BEGIN Text passage
There was cherry-picking going on, there were opportunities that were
denied our Nation's seniors, and they were asked to absorb an
inordinate amount of pressure in order to continue forward in
soundness, in wellness and certainly to have the coverage that was
required to meet their health care needs.
All of this now is at risk with several proposals. We've seen a Ryan
plan, a budget that Republicans produced. The Ryan Road to Ruin, as
we've designated it, would cause severe hardship on our Nation's
seniors. We saw the Republican Study Committee come up with a vote that
again ended Medicare. And today, when we witnessed this attempt to play
with the United States Constitution, to make it very easy to end
Medicare while making it even more difficult to address those deep
pockets that get favorable treatment by some go continuing on because
it would be more difficult to end that opportunity.
So what we have here tonight is an opportunity to discuss the assault
on America's working families, the assault on her seniors, the Nation's
seniors, by ending Medicare, ending Medicare that puts the private
sector insurance industry in control. They put them in the driver's
seat, they require our seniors to shop with a voucher that won't nearly
cover the cost of those premiums, and, again, require them to pay
double as we go forward.
We are joined by Representative Garamendi from California here this
evening and Representative Joe Courtney from Connecticut. The three of
us will share thoughts about how to better address the economic
pressures on this Nation today without ending Medicare. It has been a
lifesaver for so many of our Nation's seniors and has provided a sense
of security, of predictability in their budgeting as they go forward in
retirement years.
Representative John Garamendi from California, thank you for joining
us this evening. You witnessed it here tonight, as Mr. Courtney and I
both did, Representative Courtney from Connecticut and I, witnessed yet
another vote that would mean the end for Medicare, because it's an
attempt to play with the Constitution, mess with our Constitution in a
way that would really focus on hardship for our Nation's seniors.
Mr. GARAMENDI. Thank you very much, Representative Tonko. Thank you
for bringing this issue alive this evening and for giving us this time
to discuss this.
Many, many thoughts went through my mind today as this vote and the
debate went along. As it was debated by our Republican colleagues, I
just couldn't understand where they were coming from. What would
motivate them to want to destroy Medicare? And Medicaid? Why would they
do that? The thoughts just reeled through my mind, and I'm going, I
guess maybe they had had a different experience than I did.
I was a young boy in the 1950s, and there was no Medicare, and there
was no Medicaid. My father was a rancher. We grew up in a ranching area
up in the foothills of California, in the Mother Lode Gold Country. He
took me one day to the county hospital. It was one of the most horrible
moments I can remember as a child, because the wards, there was just a
ward, maybe 20 or 30 very elderly men, and then on the other side
elderly women, who were dying. Their medical care wasn't available to
them.
Sometime later, maybe another month after that, we were out chasing
cattle that had gotten loose--I was just a young man--and one of our
neighbors, we came upon the neighbor and asked where the cattle might
be, and he said they were down that way. He had this huge growth on his
mouth, and my dad asked about that, and he said, it's cancer. He had no
insurance. He had no care. He was probably 70, 75, 80 years old. He
died shortly thereafter.
In 1965, this country did a remarkable, beautiful, wonderful thing.
We gave to every senior in America medical care, doctor and hospital
care, the opportunity to live longer, to have that cancer treated, to
eliminate those wards in the county hospital where people simply were
warehoused to die. And here today, for the third time since January of
this year, the Republicans have put forth a proposal--and hopefully it
will never become law--to terminate Medicare.
END Text passage
BEGIN Information given
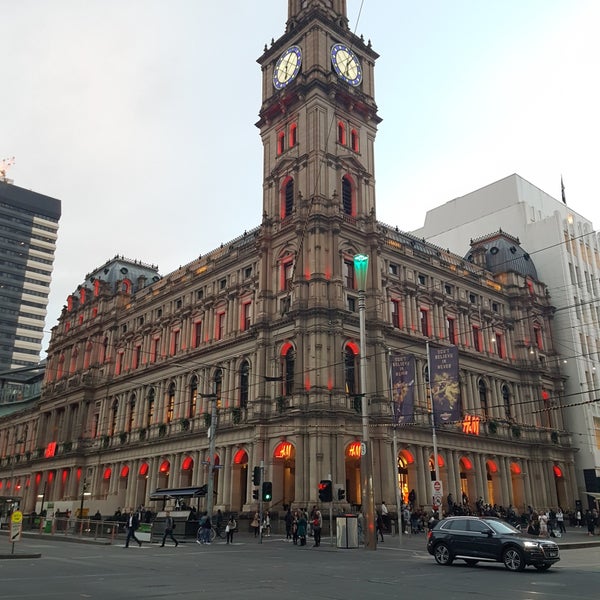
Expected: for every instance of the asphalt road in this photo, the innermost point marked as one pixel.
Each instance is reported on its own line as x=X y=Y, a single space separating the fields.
x=276 y=570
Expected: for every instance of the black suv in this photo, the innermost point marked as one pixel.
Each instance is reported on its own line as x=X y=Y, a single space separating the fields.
x=473 y=539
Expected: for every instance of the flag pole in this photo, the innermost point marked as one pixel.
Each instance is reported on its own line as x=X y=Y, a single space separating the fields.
x=432 y=417
x=395 y=447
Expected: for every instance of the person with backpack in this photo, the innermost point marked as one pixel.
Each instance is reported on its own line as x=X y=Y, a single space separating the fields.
x=169 y=526
x=230 y=529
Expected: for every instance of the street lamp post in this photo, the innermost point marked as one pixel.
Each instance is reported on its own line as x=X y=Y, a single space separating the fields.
x=361 y=266
x=212 y=437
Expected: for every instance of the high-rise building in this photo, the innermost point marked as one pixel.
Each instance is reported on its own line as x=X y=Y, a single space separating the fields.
x=271 y=348
x=28 y=232
x=566 y=251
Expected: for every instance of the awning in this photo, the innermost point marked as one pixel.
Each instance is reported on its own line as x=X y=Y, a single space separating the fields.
x=190 y=492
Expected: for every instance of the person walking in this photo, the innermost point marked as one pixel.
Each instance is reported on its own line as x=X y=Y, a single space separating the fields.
x=133 y=522
x=379 y=525
x=169 y=526
x=317 y=525
x=255 y=524
x=302 y=523
x=230 y=529
x=560 y=519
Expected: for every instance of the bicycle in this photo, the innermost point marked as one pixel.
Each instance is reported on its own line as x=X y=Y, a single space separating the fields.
x=200 y=535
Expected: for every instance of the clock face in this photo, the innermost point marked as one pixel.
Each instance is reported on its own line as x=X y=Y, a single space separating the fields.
x=346 y=64
x=287 y=67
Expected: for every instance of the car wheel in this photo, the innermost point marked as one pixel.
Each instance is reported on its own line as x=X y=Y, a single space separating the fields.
x=513 y=559
x=442 y=555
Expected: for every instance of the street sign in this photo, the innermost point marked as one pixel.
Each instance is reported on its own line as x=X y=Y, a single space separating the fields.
x=16 y=525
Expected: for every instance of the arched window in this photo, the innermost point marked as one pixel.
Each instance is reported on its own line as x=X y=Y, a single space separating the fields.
x=244 y=383
x=289 y=359
x=171 y=403
x=218 y=382
x=350 y=369
x=506 y=400
x=354 y=140
x=150 y=407
x=341 y=133
x=347 y=194
x=193 y=398
x=131 y=416
x=113 y=417
x=483 y=397
x=288 y=199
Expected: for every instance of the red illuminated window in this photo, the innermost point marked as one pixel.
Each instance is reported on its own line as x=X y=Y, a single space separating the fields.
x=354 y=140
x=293 y=135
x=245 y=316
x=425 y=325
x=220 y=326
x=451 y=328
x=396 y=315
x=341 y=133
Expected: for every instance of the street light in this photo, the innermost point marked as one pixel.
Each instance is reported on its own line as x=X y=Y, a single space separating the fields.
x=361 y=266
x=212 y=436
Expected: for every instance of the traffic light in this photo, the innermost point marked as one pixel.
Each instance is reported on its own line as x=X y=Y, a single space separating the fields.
x=325 y=490
x=256 y=476
x=267 y=491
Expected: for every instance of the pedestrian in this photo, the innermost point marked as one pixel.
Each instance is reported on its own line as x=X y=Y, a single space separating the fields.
x=560 y=519
x=385 y=515
x=379 y=525
x=289 y=519
x=132 y=524
x=317 y=525
x=169 y=526
x=295 y=528
x=219 y=523
x=230 y=529
x=255 y=524
x=302 y=523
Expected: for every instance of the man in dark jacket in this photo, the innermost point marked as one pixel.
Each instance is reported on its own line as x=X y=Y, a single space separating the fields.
x=169 y=526
x=133 y=523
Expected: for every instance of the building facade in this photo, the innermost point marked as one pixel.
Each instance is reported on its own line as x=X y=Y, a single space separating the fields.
x=267 y=328
x=566 y=251
x=28 y=233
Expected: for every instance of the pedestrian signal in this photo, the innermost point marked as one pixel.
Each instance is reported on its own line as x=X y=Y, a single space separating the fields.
x=325 y=490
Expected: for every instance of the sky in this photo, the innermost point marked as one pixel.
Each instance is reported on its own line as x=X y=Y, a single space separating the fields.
x=139 y=115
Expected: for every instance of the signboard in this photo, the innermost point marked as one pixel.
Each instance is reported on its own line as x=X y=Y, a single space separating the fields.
x=16 y=526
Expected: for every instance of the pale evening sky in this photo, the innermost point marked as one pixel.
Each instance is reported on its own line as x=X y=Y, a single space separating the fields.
x=139 y=114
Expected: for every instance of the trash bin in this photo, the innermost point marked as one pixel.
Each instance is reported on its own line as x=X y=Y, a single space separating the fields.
x=346 y=531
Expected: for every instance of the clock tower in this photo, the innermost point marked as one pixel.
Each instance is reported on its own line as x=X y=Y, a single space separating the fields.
x=318 y=122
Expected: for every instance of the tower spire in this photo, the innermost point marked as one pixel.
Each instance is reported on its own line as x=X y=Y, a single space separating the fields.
x=335 y=9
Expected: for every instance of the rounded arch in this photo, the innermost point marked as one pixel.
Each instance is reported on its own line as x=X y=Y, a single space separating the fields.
x=287 y=192
x=240 y=457
x=348 y=195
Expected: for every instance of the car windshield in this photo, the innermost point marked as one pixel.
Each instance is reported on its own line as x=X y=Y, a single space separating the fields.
x=502 y=527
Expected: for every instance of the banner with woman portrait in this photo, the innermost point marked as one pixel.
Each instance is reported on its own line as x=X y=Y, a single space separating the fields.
x=403 y=387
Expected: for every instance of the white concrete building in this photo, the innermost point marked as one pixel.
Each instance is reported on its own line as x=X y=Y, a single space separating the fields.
x=565 y=249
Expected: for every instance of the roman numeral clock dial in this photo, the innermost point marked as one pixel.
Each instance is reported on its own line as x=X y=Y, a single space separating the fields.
x=346 y=64
x=287 y=67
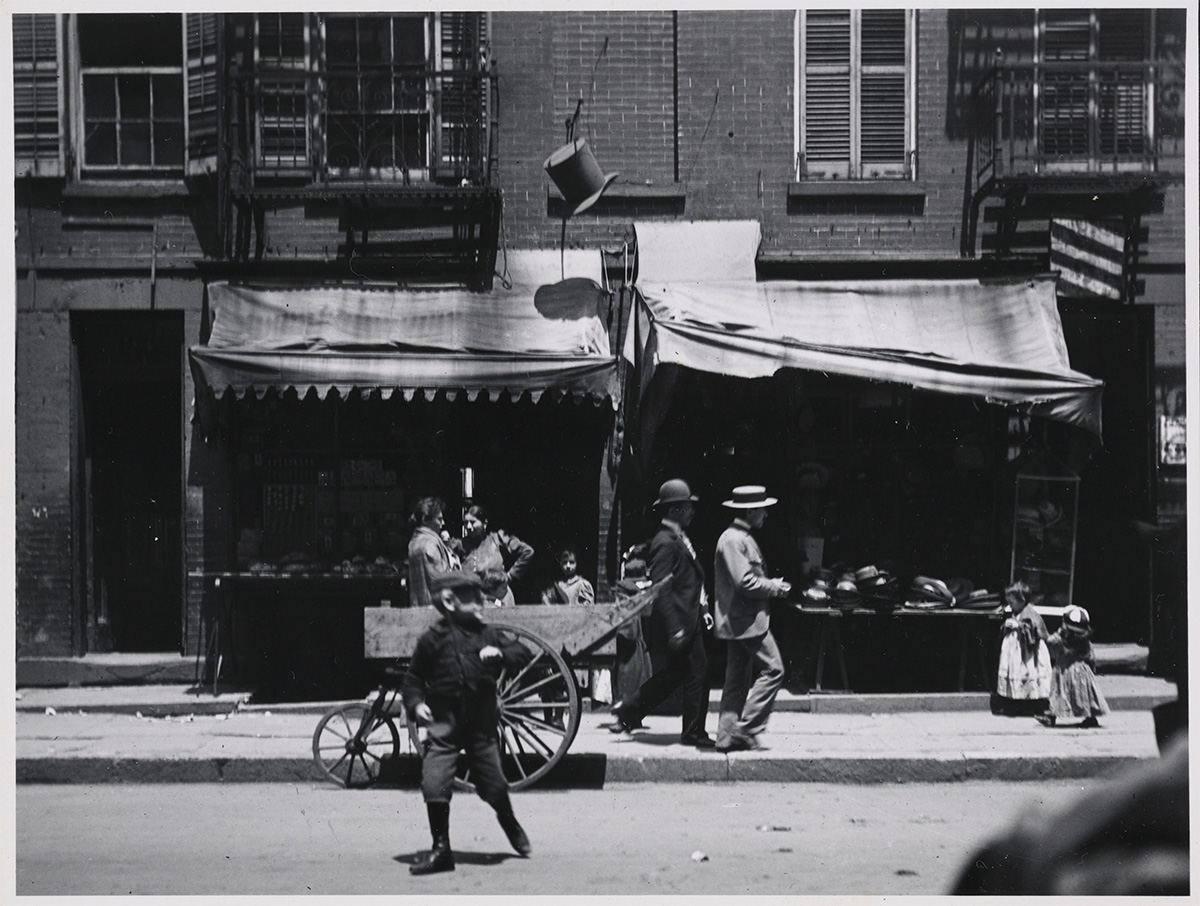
END Information given
**Problem to solve:**
Reproduce the floor remarks on Medicare from "Mr. GARAMENDI. Thank" to "than I did.", renaming "Republican colleagues" as "colleagues on the other side". Rely solely on the floor remarks on Medicare, not on the material.

**Solution:**
Mr. GARAMENDI. Thank you very much, Representative Tonko. Thank you
for bringing this issue alive this evening and for giving us this time
to discuss this.
Many, many thoughts went through my mind today as this vote and the
debate went along. As it was debated by our colleagues on the other side, I
just couldn't understand where they were coming from. What would
motivate them to want to destroy Medicare? And Medicaid? Why would they
do that? The thoughts just reeled through my mind, and I'm going, I
guess maybe they had had a different experience than I did.